WHAT TO DO
**a.** Copy the part of the reptile heating thread that runs from "do you put the" down to "albino Leo less.", keeping every word and mark unchanged.
**b.** Name every user who posts in the reptile heating thread, each name given once.

PASSAGE SHOWN
━━━

People don't like heat rocks on here. I don't see a problem with them as long as you have it plugged into a thermostat and the probe is touching the warm part of the 'rock'. Yes, heat mats do the same thing but heat mats cover a larger area. For what is costs I'd go for a heat mat. If you want to create a 'hot rock' you could easily find a rock from an aquatics/reptile shop and stick a spot lamp above it.


----------



## Mujician (Mar 7, 2007)

As for lighting. Most leos are used to normal lights. Only albinos are sensitive to them. Even low level lights will upset nocturnal animals. I only ever see my cave gecko when it's pitch black and it's summer!!


----------



## jacko32 (Jan 26, 2012)

Mujician said:


> As for lighting. Most leos are used to normal lights. Only albinos are sensitive to them. Even low level lights will upset nocturnal animals. I only ever see my cave gecko when it's pitch black and it's summer!!


do you put the heat matt under the lino ? also how would blue LED light strips be would they work ok


----------



## Mujician (Mar 7, 2007)

Yes.

They would be fine. And would disturb an albino Leo less.


----------



## BenjaminBoaz (Jan 6, 2006)

I wouldnt try splitting any viv. buy what you need for each animal that way you cant go wrong.


----------



## jacko32 (Jan 26, 2012)

is there any benefits to buying a pulse stat to run a heat matt or do i need to get a regular stat


----------



## Mujician (Mar 7, 2007)

A mat stat is good for use with just heat mats, a pulse stat is good for any non light emitting heater such as ceramic bulb, heat cable or heat mat. A dimmer stat is good for use with light emitting heat heaters such as a spot bulb and also non light emitting heaters.

A may stat will be by far the cheapest so most people opt for that if it's just for a mat


----------



## jacko32 (Jan 26, 2012)

━━━

DATA
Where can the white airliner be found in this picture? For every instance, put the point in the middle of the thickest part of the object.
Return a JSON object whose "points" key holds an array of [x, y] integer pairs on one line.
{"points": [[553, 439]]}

━━━

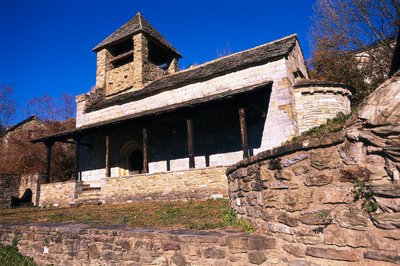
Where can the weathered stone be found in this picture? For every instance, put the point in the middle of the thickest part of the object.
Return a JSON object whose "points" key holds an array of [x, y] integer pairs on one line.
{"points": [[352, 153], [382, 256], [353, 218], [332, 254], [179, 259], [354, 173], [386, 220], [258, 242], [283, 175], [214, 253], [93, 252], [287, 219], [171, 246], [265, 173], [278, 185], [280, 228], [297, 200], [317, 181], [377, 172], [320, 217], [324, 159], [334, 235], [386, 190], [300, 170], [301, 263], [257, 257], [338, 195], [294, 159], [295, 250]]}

━━━

THE REPLIES
**a.**
do you put the heat matt under the lino ? also how would blue LED light strips be would they work ok


----------



## Mujician (Mar 7, 2007)

Yes.

They would be fine. And would disturb an albino Leo less.

**b.**
Mujician
jacko32
BenjaminBoaz